▸ WHAT YOU WILL DO
Please repeat the whole listing exactly, but leave the pictures out.

((

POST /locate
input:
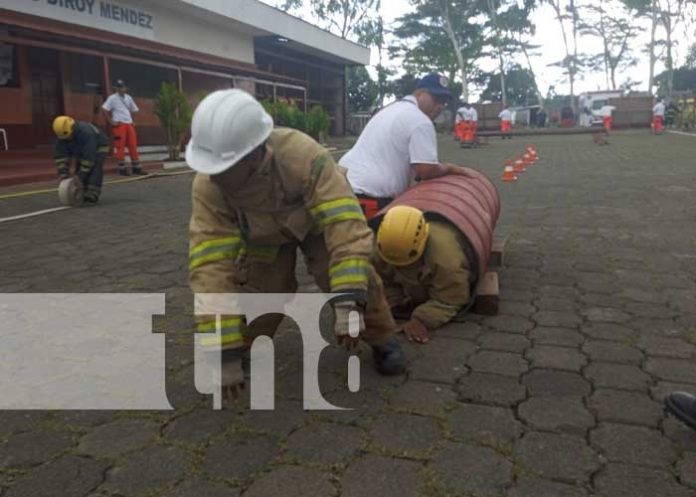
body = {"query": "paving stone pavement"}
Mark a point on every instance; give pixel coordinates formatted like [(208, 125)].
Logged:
[(560, 395)]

))

▸ RESULT FOR THIS EXERCISE
POST /locate
input:
body = {"query": "paving stone pavement"}
Mark a point on every instance; give pixel coordinates formatted like [(208, 125)].
Logged:
[(560, 395)]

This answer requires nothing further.